• [WHAT IS BEING ASKED]:
Each line of data below must be printed exactly as written, with any pictures removed.

-- DATA PROVIDED follows --

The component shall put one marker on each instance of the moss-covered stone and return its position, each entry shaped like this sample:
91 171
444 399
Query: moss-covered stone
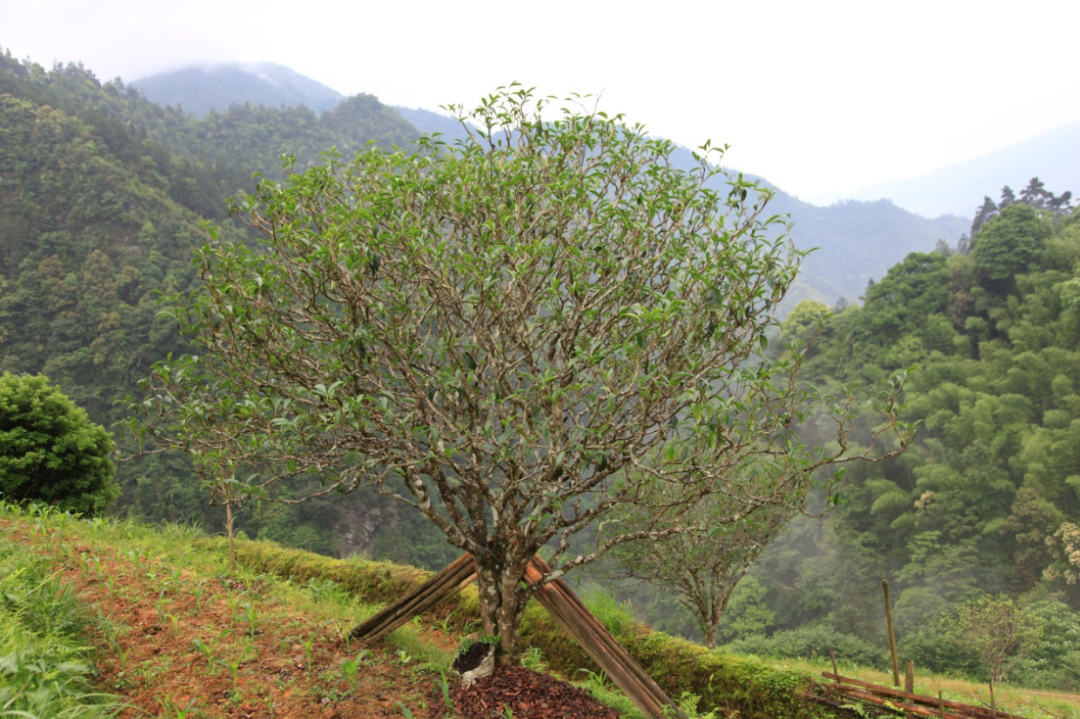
732 683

-- DATA PROVIDED concluded --

• [RESPONSE TO THE TASK]:
The component shall put one marker on each instance of the moss-covered stone and return its position, each entry shaped like this sample:
91 171
444 399
Query: moss-covered stone
732 683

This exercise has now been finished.